- [EXTRACTED MATERIAL]:
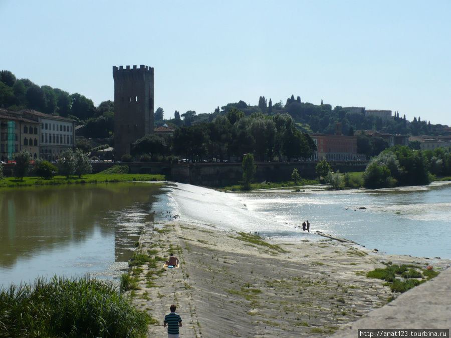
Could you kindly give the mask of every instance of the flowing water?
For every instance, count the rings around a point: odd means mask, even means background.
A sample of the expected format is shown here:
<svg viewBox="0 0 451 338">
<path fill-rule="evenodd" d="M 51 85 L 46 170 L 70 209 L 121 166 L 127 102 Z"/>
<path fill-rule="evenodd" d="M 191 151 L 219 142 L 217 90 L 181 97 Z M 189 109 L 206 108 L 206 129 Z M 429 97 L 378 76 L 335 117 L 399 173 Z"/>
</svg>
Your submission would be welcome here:
<svg viewBox="0 0 451 338">
<path fill-rule="evenodd" d="M 38 276 L 117 277 L 140 232 L 162 218 L 163 190 L 141 182 L 2 190 L 0 286 Z"/>
<path fill-rule="evenodd" d="M 196 224 L 293 240 L 322 239 L 319 230 L 388 253 L 451 258 L 450 182 L 377 191 L 323 188 L 226 194 L 179 184 L 171 195 L 173 207 Z M 306 220 L 310 233 L 298 227 Z"/>
<path fill-rule="evenodd" d="M 140 232 L 176 214 L 210 229 L 293 241 L 323 239 L 320 230 L 389 253 L 451 258 L 449 182 L 236 193 L 179 183 L 31 187 L 0 192 L 0 286 L 55 274 L 117 277 Z M 307 220 L 310 233 L 298 227 Z"/>
</svg>

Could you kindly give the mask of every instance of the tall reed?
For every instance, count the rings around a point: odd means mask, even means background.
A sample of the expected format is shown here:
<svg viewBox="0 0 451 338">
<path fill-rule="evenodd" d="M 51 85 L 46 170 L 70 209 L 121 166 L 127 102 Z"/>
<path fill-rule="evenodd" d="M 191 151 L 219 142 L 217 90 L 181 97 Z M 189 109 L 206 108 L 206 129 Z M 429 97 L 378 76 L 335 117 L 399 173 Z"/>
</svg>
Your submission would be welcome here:
<svg viewBox="0 0 451 338">
<path fill-rule="evenodd" d="M 143 336 L 150 319 L 113 283 L 37 278 L 0 290 L 0 337 Z"/>
</svg>

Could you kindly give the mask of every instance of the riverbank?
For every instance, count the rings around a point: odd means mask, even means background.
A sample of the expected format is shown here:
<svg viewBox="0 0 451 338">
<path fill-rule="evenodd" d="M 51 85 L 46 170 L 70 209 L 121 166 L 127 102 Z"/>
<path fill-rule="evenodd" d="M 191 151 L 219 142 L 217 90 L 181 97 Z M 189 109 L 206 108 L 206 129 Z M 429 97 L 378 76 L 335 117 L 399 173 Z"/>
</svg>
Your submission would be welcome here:
<svg viewBox="0 0 451 338">
<path fill-rule="evenodd" d="M 180 268 L 135 270 L 134 302 L 156 320 L 148 336 L 165 332 L 172 303 L 184 337 L 328 336 L 386 304 L 393 295 L 366 273 L 383 262 L 444 266 L 450 262 L 387 255 L 324 238 L 275 242 L 253 234 L 170 222 L 149 227 L 138 250 L 158 259 L 170 252 Z"/>
<path fill-rule="evenodd" d="M 0 189 L 17 187 L 31 187 L 43 185 L 66 185 L 68 184 L 85 184 L 119 182 L 145 182 L 165 181 L 163 175 L 147 174 L 93 174 L 84 175 L 80 178 L 58 176 L 50 179 L 37 177 L 26 177 L 21 180 L 15 177 L 6 177 L 0 180 Z"/>
</svg>

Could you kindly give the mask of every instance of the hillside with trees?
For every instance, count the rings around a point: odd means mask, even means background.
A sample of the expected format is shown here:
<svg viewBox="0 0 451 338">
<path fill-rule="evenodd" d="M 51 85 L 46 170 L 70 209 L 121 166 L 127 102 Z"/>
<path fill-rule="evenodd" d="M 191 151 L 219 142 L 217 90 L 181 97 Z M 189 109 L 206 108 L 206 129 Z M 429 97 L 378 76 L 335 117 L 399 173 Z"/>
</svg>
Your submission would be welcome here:
<svg viewBox="0 0 451 338">
<path fill-rule="evenodd" d="M 77 135 L 108 138 L 112 144 L 114 103 L 111 101 L 96 107 L 91 100 L 79 93 L 40 86 L 28 79 L 18 79 L 11 72 L 4 70 L 0 72 L 0 107 L 13 111 L 29 108 L 73 119 L 83 126 Z M 204 156 L 222 159 L 248 152 L 254 153 L 256 160 L 271 160 L 281 156 L 305 158 L 310 153 L 305 150 L 305 145 L 310 142 L 308 134 L 333 134 L 336 123 L 341 124 L 345 135 L 353 135 L 359 130 L 374 130 L 388 134 L 433 136 L 442 135 L 445 127 L 432 125 L 420 117 L 409 121 L 396 112 L 392 119 L 384 122 L 379 117 L 365 116 L 364 108 L 351 112 L 339 106 L 332 108 L 322 100 L 319 105 L 303 102 L 300 96 L 295 98 L 294 95 L 285 103 L 273 103 L 271 98 L 267 100 L 261 96 L 256 105 L 239 101 L 217 106 L 209 113 L 189 110 L 181 114 L 175 111 L 173 119 L 165 119 L 162 108 L 155 111 L 155 126 L 167 124 L 175 132 L 171 139 L 145 140 L 152 145 L 147 151 L 152 159 L 156 158 L 155 154 L 163 158 L 172 154 L 190 159 Z M 140 143 L 144 141 L 137 141 L 135 157 L 144 155 Z M 357 152 L 366 154 L 368 159 L 388 148 L 380 138 L 364 134 L 357 136 Z"/>
</svg>

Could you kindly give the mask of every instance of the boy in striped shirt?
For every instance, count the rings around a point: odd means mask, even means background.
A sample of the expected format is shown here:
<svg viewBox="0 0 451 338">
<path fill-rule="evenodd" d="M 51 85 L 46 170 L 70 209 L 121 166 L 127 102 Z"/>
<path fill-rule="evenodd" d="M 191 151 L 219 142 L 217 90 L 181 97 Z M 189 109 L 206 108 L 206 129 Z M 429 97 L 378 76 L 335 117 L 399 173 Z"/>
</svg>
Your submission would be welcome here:
<svg viewBox="0 0 451 338">
<path fill-rule="evenodd" d="M 179 327 L 181 327 L 181 318 L 175 313 L 175 305 L 173 304 L 170 307 L 171 313 L 164 316 L 164 323 L 163 326 L 167 326 L 168 338 L 179 337 Z"/>
</svg>

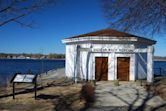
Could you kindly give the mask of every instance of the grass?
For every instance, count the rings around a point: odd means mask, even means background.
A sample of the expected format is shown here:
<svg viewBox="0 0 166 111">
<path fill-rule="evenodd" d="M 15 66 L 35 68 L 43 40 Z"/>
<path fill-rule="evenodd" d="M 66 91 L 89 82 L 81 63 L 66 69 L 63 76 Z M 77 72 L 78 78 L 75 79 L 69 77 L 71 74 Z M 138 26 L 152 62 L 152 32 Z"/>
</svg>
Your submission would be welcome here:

- [WHAT YOU SHOULD DO]: Reproduce each line word for word and drop the pictures.

- [SOLUTION TO THIS TASK]:
Could you kindly give the mask of every instance of the flowing water?
For every instance, count the rings around a point: odd means mask, even means background.
A sample of the expected format is shown here:
<svg viewBox="0 0 451 338">
<path fill-rule="evenodd" d="M 51 85 L 46 170 L 70 209 L 121 166 L 127 102 Z"/>
<path fill-rule="evenodd" d="M 191 151 L 219 142 L 217 90 L 181 97 Z M 189 109 L 206 108 L 206 129 Z M 429 97 L 378 76 L 335 117 L 399 173 Z"/>
</svg>
Your submission would be welcome here:
<svg viewBox="0 0 451 338">
<path fill-rule="evenodd" d="M 38 276 L 117 277 L 140 232 L 162 218 L 163 190 L 141 182 L 2 190 L 0 286 Z"/>
<path fill-rule="evenodd" d="M 196 224 L 293 240 L 322 239 L 319 230 L 388 253 L 451 258 L 450 182 L 377 191 L 323 188 L 226 194 L 179 184 L 171 195 L 173 207 Z M 306 220 L 310 233 L 298 227 Z"/>
<path fill-rule="evenodd" d="M 140 232 L 176 214 L 210 229 L 293 241 L 323 239 L 320 230 L 389 253 L 451 258 L 449 182 L 236 193 L 179 183 L 31 187 L 0 192 L 0 286 L 55 274 L 117 277 Z M 307 220 L 310 233 L 298 227 Z"/>
</svg>

Could you kindly give the mask of every instance of the tall reed?
For every instance, count the rings around a point: odd means mask, even means background.
A sample of the expected format is shown here:
<svg viewBox="0 0 451 338">
<path fill-rule="evenodd" d="M 51 85 L 46 170 L 70 209 L 121 166 L 127 102 Z"/>
<path fill-rule="evenodd" d="M 191 151 L 219 142 L 217 90 L 181 97 Z M 189 109 L 206 108 L 206 129 Z M 429 97 L 378 76 L 335 117 L 399 173 Z"/>
</svg>
Your submission would be welcome here:
<svg viewBox="0 0 451 338">
<path fill-rule="evenodd" d="M 143 336 L 150 319 L 113 283 L 37 278 L 0 290 L 0 337 Z"/>
</svg>

Could you kindly give the mask of every instance of the riverbank?
For every instance, count the rings around a point: odd means mask, even means background.
A sample of the expected format is shown here:
<svg viewBox="0 0 451 338">
<path fill-rule="evenodd" d="M 51 85 L 46 170 L 70 209 L 121 166 L 127 102 Z"/>
<path fill-rule="evenodd" d="M 191 151 L 219 142 L 217 90 L 181 97 Z M 189 109 L 206 108 L 206 129 Z M 429 97 L 378 76 L 335 117 L 399 173 Z"/>
</svg>
Your submission would be welcome here:
<svg viewBox="0 0 451 338">
<path fill-rule="evenodd" d="M 180 268 L 135 270 L 134 302 L 156 320 L 148 336 L 165 332 L 172 303 L 184 337 L 328 336 L 386 304 L 393 295 L 366 273 L 383 262 L 444 266 L 450 262 L 387 255 L 324 238 L 275 242 L 253 234 L 170 222 L 149 227 L 138 250 L 158 259 L 170 252 Z"/>
<path fill-rule="evenodd" d="M 0 189 L 17 187 L 31 187 L 43 185 L 66 185 L 68 184 L 85 184 L 119 182 L 145 182 L 165 181 L 163 175 L 147 174 L 93 174 L 84 175 L 80 178 L 58 176 L 50 179 L 37 177 L 26 177 L 21 180 L 15 177 L 6 177 L 0 180 Z"/>
</svg>

Could you kindly give the mask of every instance of the hillside with trees?
For every instance, count the rings around a point: odd means mask, even means background.
A sample of the expected format is shown here:
<svg viewBox="0 0 451 338">
<path fill-rule="evenodd" d="M 51 85 L 46 170 L 70 209 L 121 166 L 127 102 Z"/>
<path fill-rule="evenodd" d="M 191 151 L 219 142 L 217 90 L 181 97 Z M 189 109 L 206 108 L 206 129 Z M 429 97 L 378 76 L 335 117 L 399 173 Z"/>
</svg>
Your submission would be welcome here:
<svg viewBox="0 0 451 338">
<path fill-rule="evenodd" d="M 77 135 L 108 138 L 112 144 L 114 103 L 111 101 L 96 107 L 91 100 L 79 93 L 40 86 L 28 79 L 18 79 L 11 72 L 4 70 L 0 72 L 0 107 L 13 111 L 29 108 L 73 119 L 83 126 Z M 204 156 L 222 159 L 248 152 L 254 153 L 256 160 L 271 160 L 281 156 L 305 158 L 310 153 L 305 150 L 305 145 L 310 142 L 308 134 L 333 134 L 336 123 L 341 124 L 345 135 L 353 135 L 359 130 L 374 130 L 388 134 L 433 136 L 442 135 L 445 127 L 432 125 L 420 117 L 409 121 L 396 112 L 392 119 L 384 122 L 379 117 L 365 116 L 364 108 L 351 112 L 339 106 L 332 108 L 322 100 L 319 105 L 303 102 L 300 96 L 295 98 L 294 95 L 285 103 L 273 103 L 271 98 L 267 100 L 261 96 L 256 105 L 239 101 L 217 106 L 209 113 L 189 110 L 181 114 L 175 111 L 173 119 L 165 119 L 162 108 L 155 111 L 155 126 L 167 124 L 175 132 L 171 139 L 145 140 L 152 145 L 147 151 L 152 159 L 156 158 L 155 154 L 163 158 L 172 154 L 190 159 Z M 140 143 L 144 141 L 137 141 L 135 157 L 144 155 Z M 357 152 L 366 154 L 368 159 L 388 148 L 380 138 L 364 134 L 357 136 Z"/>
</svg>

Could you kindly give the mask of every instance of the boy in striped shirt?
For every instance, count the rings around a point: odd means mask, even means background.
A sample of the expected format is shown here:
<svg viewBox="0 0 451 338">
<path fill-rule="evenodd" d="M 51 85 L 46 170 L 70 209 L 121 166 L 127 102 Z"/>
<path fill-rule="evenodd" d="M 191 151 L 219 142 L 217 90 L 181 97 Z M 189 109 L 206 108 L 206 129 Z M 429 97 L 378 76 L 335 117 L 399 173 Z"/>
</svg>
Your submission would be welcome here:
<svg viewBox="0 0 451 338">
<path fill-rule="evenodd" d="M 179 327 L 181 327 L 181 318 L 175 313 L 175 305 L 173 304 L 170 307 L 171 313 L 164 316 L 164 323 L 163 326 L 167 326 L 168 338 L 179 337 Z"/>
</svg>

Could you kindly give the mask of every instance of the grass?
For every instance, count the rings around a point: odd means mask, even means background.
A sample of the expected format is shown here:
<svg viewBox="0 0 166 111">
<path fill-rule="evenodd" d="M 15 66 L 35 68 L 43 40 Z"/>
<path fill-rule="evenodd" d="M 66 91 L 89 82 L 81 63 L 66 69 L 63 76 Z M 77 72 L 78 78 L 75 79 L 69 77 L 71 74 Z M 138 26 L 152 62 L 152 32 Z"/>
</svg>
Your submission would be welcome here:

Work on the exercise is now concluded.